DIRECTIONS FOR THIS TASK:
Please reproduce every record, keeping each one exactly as written.

DATASET RECORDS:
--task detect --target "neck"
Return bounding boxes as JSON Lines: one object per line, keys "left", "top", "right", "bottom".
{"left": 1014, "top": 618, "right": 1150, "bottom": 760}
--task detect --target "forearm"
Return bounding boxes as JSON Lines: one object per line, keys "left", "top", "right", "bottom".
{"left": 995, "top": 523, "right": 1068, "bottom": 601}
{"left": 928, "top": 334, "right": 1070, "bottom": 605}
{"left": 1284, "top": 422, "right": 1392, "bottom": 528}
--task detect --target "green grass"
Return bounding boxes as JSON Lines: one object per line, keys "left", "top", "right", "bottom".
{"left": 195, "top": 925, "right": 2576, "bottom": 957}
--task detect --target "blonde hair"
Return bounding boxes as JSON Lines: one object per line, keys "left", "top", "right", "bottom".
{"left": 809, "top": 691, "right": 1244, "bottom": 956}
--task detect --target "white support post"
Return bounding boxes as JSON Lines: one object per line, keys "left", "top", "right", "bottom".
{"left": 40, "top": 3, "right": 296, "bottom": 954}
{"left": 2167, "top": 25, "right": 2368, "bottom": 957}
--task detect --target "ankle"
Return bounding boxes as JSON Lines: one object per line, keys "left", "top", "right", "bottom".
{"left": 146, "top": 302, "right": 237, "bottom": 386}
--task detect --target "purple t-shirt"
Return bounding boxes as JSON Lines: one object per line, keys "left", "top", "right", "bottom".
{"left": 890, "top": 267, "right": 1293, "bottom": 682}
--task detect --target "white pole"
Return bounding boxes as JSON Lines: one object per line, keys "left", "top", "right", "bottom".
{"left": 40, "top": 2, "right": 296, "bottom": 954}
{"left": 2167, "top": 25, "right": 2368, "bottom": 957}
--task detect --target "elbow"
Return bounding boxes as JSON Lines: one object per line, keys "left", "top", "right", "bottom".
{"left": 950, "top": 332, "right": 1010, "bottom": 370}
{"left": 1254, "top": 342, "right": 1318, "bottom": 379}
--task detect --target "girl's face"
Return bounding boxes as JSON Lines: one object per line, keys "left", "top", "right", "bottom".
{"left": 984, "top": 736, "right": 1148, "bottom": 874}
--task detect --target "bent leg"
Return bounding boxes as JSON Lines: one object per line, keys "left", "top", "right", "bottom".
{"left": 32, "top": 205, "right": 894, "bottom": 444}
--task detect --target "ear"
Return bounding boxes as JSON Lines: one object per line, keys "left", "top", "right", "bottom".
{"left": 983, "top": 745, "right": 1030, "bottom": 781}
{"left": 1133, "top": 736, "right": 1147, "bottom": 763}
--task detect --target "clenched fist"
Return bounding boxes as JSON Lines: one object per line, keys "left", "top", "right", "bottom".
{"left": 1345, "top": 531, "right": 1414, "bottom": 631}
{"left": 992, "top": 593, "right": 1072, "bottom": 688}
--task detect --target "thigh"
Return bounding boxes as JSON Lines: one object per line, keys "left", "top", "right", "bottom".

RESPONSE TO THE TASK:
--task detect --target "neck"
Return bounding boxes as JSON Lines: one object per line, keys "left", "top", "right", "bottom".
{"left": 1014, "top": 618, "right": 1150, "bottom": 760}
--task detect --target "forearm"
Return bounding boxes as JSON Lines: one object per line, keys "left", "top", "right", "bottom".
{"left": 995, "top": 523, "right": 1068, "bottom": 601}
{"left": 928, "top": 334, "right": 1070, "bottom": 605}
{"left": 1284, "top": 422, "right": 1392, "bottom": 528}
--task detect --target "green grass"
Return bounding boxes as JSON Lines: one object per line, keys "left", "top", "right", "bottom".
{"left": 195, "top": 925, "right": 2576, "bottom": 957}
--task detect --target "blonde hair"
Return bounding boxes as JSON Lines: one object per line, keys "left", "top", "right", "bottom".
{"left": 809, "top": 691, "right": 1244, "bottom": 956}
--task detect --target "white support post"
Return bounding boxes as JSON Lines: one object per line, keys "left", "top", "right", "bottom".
{"left": 40, "top": 3, "right": 296, "bottom": 954}
{"left": 2167, "top": 25, "right": 2368, "bottom": 957}
--task detect --target "ankle"
Return bounding boxes as JSON Lines: one object per line, keys "left", "top", "right", "bottom".
{"left": 146, "top": 302, "right": 237, "bottom": 386}
--task detect --target "purple t-shirt"
Return bounding boxes as JSON Lines: one object per line, keys "left", "top", "right", "bottom".
{"left": 890, "top": 267, "right": 1293, "bottom": 682}
--task detect --target "white pole"
Return bounding boxes as JSON Lines: one object per line, keys "left", "top", "right", "bottom".
{"left": 40, "top": 2, "right": 296, "bottom": 954}
{"left": 2167, "top": 25, "right": 2368, "bottom": 957}
--task detect --target "elbow"
Return bounding boxes as JSON Lines: one object per line, keys "left", "top", "right", "bottom".
{"left": 950, "top": 332, "right": 1010, "bottom": 370}
{"left": 1254, "top": 342, "right": 1318, "bottom": 379}
--task detect --target "girl's face"
Return bounding boxes as JSON Lines: one object per line, keys "left", "top", "right", "bottom".
{"left": 984, "top": 736, "right": 1148, "bottom": 874}
--task detect --target "bent leg"
Return bounding boxes as JSON Lines: one object per line, keys "left", "top", "right", "bottom".
{"left": 32, "top": 205, "right": 894, "bottom": 444}
--task detect --target "ear"
Return bounding boxes as JSON Lines: one object per line, keys "left", "top", "right", "bottom".
{"left": 983, "top": 745, "right": 1030, "bottom": 781}
{"left": 1133, "top": 736, "right": 1147, "bottom": 763}
--task detect --target "clenched fist"
Return bounding boxes as JSON Lines: one object per line, keys "left", "top", "right", "bottom".
{"left": 1345, "top": 531, "right": 1414, "bottom": 631}
{"left": 992, "top": 593, "right": 1072, "bottom": 688}
--task detect --target "thigh"
Return bounding boxes as JSON Lines: one object per line, keys "left", "top", "right", "bottom".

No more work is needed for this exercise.